* [Work task]
All of the entries below are to be copied word for word.

* [Supplied information]
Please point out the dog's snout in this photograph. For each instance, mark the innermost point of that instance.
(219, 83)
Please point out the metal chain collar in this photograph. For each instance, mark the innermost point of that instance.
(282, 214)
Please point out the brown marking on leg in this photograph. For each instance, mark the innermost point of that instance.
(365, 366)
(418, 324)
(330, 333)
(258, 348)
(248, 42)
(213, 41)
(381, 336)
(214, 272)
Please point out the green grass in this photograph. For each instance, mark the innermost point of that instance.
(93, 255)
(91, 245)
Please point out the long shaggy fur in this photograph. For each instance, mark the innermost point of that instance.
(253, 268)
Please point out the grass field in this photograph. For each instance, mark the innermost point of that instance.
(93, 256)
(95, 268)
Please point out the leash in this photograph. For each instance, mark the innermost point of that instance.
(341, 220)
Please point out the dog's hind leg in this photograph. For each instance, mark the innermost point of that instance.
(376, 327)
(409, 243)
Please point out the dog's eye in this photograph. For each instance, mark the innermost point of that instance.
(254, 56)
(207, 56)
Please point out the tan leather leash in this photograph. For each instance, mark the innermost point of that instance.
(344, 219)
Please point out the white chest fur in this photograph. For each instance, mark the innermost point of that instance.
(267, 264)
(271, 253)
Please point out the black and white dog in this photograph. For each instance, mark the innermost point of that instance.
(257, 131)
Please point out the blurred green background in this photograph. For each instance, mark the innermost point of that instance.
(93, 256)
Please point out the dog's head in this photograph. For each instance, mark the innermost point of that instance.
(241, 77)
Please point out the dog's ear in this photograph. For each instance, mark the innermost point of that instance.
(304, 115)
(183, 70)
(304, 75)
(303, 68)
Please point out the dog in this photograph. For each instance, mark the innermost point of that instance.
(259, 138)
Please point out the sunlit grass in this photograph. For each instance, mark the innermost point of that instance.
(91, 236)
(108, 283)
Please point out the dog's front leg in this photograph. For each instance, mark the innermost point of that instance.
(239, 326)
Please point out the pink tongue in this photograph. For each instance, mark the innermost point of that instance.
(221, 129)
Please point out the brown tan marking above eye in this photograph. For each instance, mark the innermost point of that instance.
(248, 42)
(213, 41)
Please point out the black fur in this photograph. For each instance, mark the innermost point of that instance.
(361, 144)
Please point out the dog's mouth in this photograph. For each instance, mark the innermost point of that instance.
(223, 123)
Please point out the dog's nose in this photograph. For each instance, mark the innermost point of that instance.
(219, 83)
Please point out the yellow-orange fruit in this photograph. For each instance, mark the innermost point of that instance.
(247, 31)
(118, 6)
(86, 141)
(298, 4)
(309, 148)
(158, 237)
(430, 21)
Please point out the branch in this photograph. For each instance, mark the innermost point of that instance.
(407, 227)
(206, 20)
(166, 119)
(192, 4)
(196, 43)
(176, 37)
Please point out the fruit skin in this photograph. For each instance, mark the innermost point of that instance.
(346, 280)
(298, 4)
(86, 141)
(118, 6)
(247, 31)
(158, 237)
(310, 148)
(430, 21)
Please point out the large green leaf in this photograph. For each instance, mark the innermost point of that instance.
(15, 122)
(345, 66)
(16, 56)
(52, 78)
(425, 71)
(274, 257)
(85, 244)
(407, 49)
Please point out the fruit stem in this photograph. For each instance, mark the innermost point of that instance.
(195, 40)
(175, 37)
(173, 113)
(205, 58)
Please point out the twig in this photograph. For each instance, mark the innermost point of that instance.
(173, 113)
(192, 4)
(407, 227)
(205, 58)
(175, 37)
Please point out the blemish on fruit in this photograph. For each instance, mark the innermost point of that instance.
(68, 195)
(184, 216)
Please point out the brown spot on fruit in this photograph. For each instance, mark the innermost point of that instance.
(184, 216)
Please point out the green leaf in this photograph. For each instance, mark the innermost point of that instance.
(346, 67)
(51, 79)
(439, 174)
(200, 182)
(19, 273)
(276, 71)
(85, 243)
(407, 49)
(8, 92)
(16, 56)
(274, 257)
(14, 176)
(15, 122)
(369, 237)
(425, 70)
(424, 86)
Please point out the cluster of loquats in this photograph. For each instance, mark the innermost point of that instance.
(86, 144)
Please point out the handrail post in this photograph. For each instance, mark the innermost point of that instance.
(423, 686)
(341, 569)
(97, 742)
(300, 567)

* [Finished exercise]
Please point out the dog's snout in this photograph. For each instance, mark the innermost point of that instance.
(219, 83)
Please point out the metal chain collar in this photograph. For each instance, mark the innermost point of that instance.
(282, 214)
Please point out the brown marking on leg in this photograph. For each instance, mark the innermost point of that instance.
(365, 366)
(418, 324)
(330, 333)
(258, 348)
(248, 42)
(213, 41)
(381, 336)
(214, 272)
Please point out the green grass in this photograph. For each instance, mark the innermost point of that instance.
(93, 255)
(91, 245)
Please point out the long shaggy fur in this photograph. For each instance, mark the innermost point of that instance.
(253, 268)
Please point out the grass field in this photograph. For each instance, mark the innermost point of that instance.
(93, 256)
(95, 268)
Please point out the leash in this photograph. For each instance, mark the innermost point of that instance.
(341, 220)
Please point out the dog's hind leg in this photograph. For each instance, mark the innermost point of that instance.
(376, 327)
(409, 243)
Please point out the dog's eye in this photograph. For each instance, mark the innermost point of that instance.
(254, 56)
(207, 56)
Please point out the tan leather leash in this photograph. For each instance, mark the innermost point of that instance.
(344, 219)
Please point out the white chest fur in this photograph. For each instance, mark the innermost point of that instance.
(267, 264)
(271, 253)
Please point out the black and white dog in this photograph. For each instance, mark the innermost point of that instance.
(257, 131)
Please point out the blurred green background in this photograph. For each instance, mark the innermost point of that instance.
(93, 256)
Please point out the dog's head in this photograph. For each instance, mark the innermost point of that instance.
(241, 77)
Please point out the dog's ear in this photograph. For each instance, mark the innermost point of that instance.
(304, 115)
(183, 70)
(304, 75)
(303, 68)
Please point out the dog in this photograph. For each instance, mark the innermost point of that instance.
(259, 138)
Please point out the sunlit grass in this photograph. For each instance, mark the innermost point of that instance.
(91, 236)
(108, 283)
Please point out the dog's front leg in this photograph. For each instance, mark the innermost point of that instance.
(239, 326)
Please point out the pink tongue in this photograph. For each instance, mark the innermost point of that instance.
(221, 129)
Please point out the brown tan marking above eye in this photograph. For each instance, mark the innermost point of that instance.
(248, 42)
(213, 41)
Please point out the black fur in this photograph. For each instance, mark the innermost point of that instance.
(361, 144)
Please point out the dog's mouth in this photograph. For each instance, mark the innermost point of that instance.
(223, 123)
Please point out the dog's nose in this photograph. For each instance, mark the innermost point of that instance.
(219, 83)
Please point out the yellow-orange fruit in this photograph. For each instance, mark the innermost point of that instance.
(247, 31)
(118, 6)
(86, 141)
(298, 4)
(309, 148)
(158, 237)
(430, 21)
Please point out the branch in this photograph. For each instance, mark the innermost point of that instance.
(407, 227)
(206, 20)
(166, 119)
(192, 4)
(196, 43)
(176, 37)
Please point out the fruit skin in this photograph. For each instance, mark the innermost point of that instance.
(346, 280)
(298, 4)
(86, 141)
(118, 6)
(247, 31)
(158, 237)
(310, 148)
(430, 21)
Please point out the large green leaf in this photograph. For each instance, mark the innermost point of that instance.
(15, 122)
(345, 66)
(16, 56)
(52, 78)
(425, 71)
(274, 257)
(85, 244)
(407, 49)
Please point out the fruit stem in this photograph. For each instance, mark the innermost point of that instance.
(195, 40)
(175, 37)
(173, 113)
(205, 58)
Please point out the twig in this photograph. For each instance, mark the innermost point of that instance.
(173, 113)
(192, 4)
(407, 227)
(205, 58)
(175, 37)
Please point out the blemish on fruit in this photograph. For each instance, mark the innermost point of that instance.
(68, 195)
(184, 216)
Please point out the brown spot on fruit in this photograph. For each instance, mark the innermost point of that instance.
(184, 216)
Please point out the green leaf in this photograph. For each instance, mark the innermost point of that instance.
(346, 67)
(51, 79)
(439, 174)
(200, 182)
(19, 273)
(276, 71)
(85, 243)
(407, 49)
(8, 92)
(16, 56)
(274, 257)
(14, 176)
(15, 122)
(369, 237)
(425, 70)
(424, 86)
Please point out the cluster of loquats in this photograph. For each instance, mark the innermost point of that instance.
(86, 144)
Please point out the handrail post in this photograph. For each instance, mark the innermost point of that instance.
(423, 686)
(341, 569)
(97, 742)
(300, 567)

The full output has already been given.